◆ **TASK**
Update the entries below by changing every "mask job" to "segmentation job" and leaving all other text as it is.

◆ **Entries taken from a collection**
□ □ □ □ □ □ □

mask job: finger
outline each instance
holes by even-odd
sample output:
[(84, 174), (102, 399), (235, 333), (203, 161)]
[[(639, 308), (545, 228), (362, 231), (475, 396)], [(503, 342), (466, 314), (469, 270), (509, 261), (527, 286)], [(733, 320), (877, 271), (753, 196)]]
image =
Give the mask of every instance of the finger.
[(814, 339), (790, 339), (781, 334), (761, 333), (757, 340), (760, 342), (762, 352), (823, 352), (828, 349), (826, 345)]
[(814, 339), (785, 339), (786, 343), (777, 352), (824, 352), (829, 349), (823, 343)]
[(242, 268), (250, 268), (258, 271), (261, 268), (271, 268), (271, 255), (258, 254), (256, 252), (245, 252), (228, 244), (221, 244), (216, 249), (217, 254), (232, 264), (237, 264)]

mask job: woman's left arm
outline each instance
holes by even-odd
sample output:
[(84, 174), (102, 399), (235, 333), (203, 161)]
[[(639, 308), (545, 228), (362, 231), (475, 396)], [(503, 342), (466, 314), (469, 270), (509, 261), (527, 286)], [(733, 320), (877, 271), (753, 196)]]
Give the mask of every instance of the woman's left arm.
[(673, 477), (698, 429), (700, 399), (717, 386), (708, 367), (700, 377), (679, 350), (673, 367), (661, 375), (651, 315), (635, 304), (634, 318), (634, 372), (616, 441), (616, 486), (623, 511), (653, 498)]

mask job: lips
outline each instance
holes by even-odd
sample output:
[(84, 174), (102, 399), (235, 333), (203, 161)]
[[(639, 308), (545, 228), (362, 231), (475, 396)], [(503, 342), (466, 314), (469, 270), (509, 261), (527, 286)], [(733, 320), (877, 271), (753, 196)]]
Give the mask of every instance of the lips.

□ □ □ □ □ □ □

◆ **ANSWER TO THIS TASK**
segmentation job: finger
outline each instance
holes by even-odd
sample output:
[(84, 174), (102, 399), (235, 333), (203, 161)]
[[(639, 308), (545, 228), (362, 231), (475, 396)], [(503, 342), (466, 314), (469, 270), (509, 261), (527, 286)], [(733, 320), (877, 271), (753, 196)]]
image =
Give the mask of every instance of the finger.
[(814, 339), (790, 339), (781, 334), (761, 333), (757, 340), (760, 342), (762, 352), (823, 352), (828, 349), (826, 345)]
[(814, 339), (785, 339), (786, 343), (777, 352), (824, 352), (829, 349), (823, 343)]
[(242, 268), (250, 268), (258, 271), (261, 268), (271, 268), (271, 255), (258, 254), (256, 252), (245, 252), (228, 244), (221, 244), (216, 249), (217, 254), (232, 264), (237, 264)]

segmentation job: woman's left arm
outline each instance
holes by even-odd
sample output:
[(84, 174), (102, 399), (235, 333), (203, 161)]
[[(639, 308), (545, 228), (362, 231), (475, 396)], [(503, 342), (466, 314), (469, 270), (509, 261), (527, 286)], [(733, 320), (877, 271), (753, 196)]]
Give the mask of every instance of the woman's left arm.
[(673, 477), (698, 429), (700, 399), (717, 386), (708, 367), (700, 377), (679, 350), (673, 367), (661, 375), (651, 315), (635, 304), (634, 318), (634, 372), (616, 441), (616, 486), (623, 511), (653, 498)]

segmentation job: lips
outline each instance
holes by even-odd
sample output:
[(84, 174), (102, 399), (235, 333), (203, 161)]
[[(639, 308), (545, 228), (362, 231), (475, 396)], [(503, 342), (466, 314), (469, 270), (509, 261), (527, 286)], [(733, 320), (877, 271), (753, 196)]]
Give the mask of every instance of the lips.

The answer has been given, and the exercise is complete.